§ **Exercise objective**: Lines in the records below that contain the word "written" must each be copied.

(Given records begins)

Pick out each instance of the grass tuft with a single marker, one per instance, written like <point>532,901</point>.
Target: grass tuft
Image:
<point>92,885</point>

(Given records ends)
(Given records begins)

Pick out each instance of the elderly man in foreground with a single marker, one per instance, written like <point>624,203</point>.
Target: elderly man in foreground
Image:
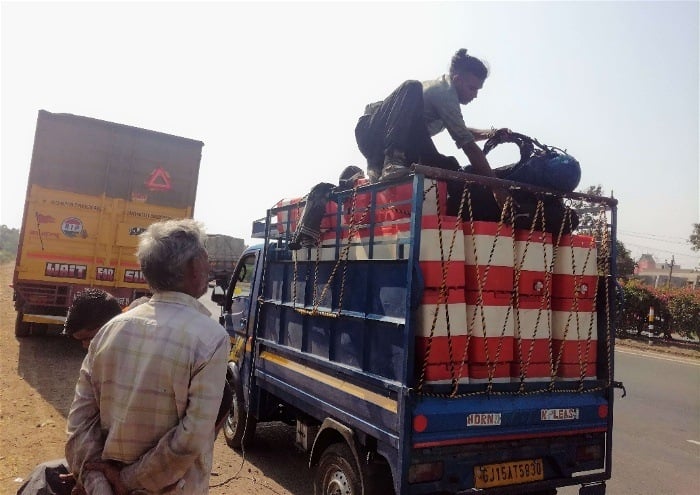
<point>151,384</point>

(Given records ends)
(Given records begins)

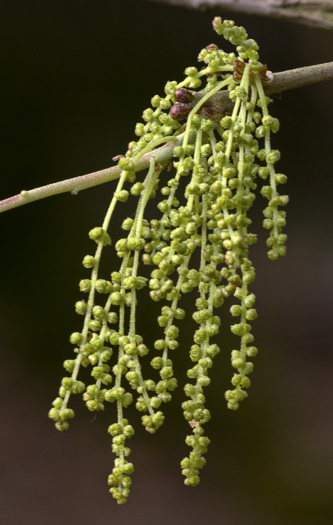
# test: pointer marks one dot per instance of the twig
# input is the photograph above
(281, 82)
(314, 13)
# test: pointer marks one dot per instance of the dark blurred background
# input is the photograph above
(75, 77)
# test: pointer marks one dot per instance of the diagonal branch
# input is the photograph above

(Given records ends)

§ **Result of the exercise**:
Pick out each instance of the grass tuft with a single marker, one per instance, written like <point>532,901</point>.
Pick out each instance of the elderly man in foreground with a single marker, one per instance, written like <point>624,203</point>.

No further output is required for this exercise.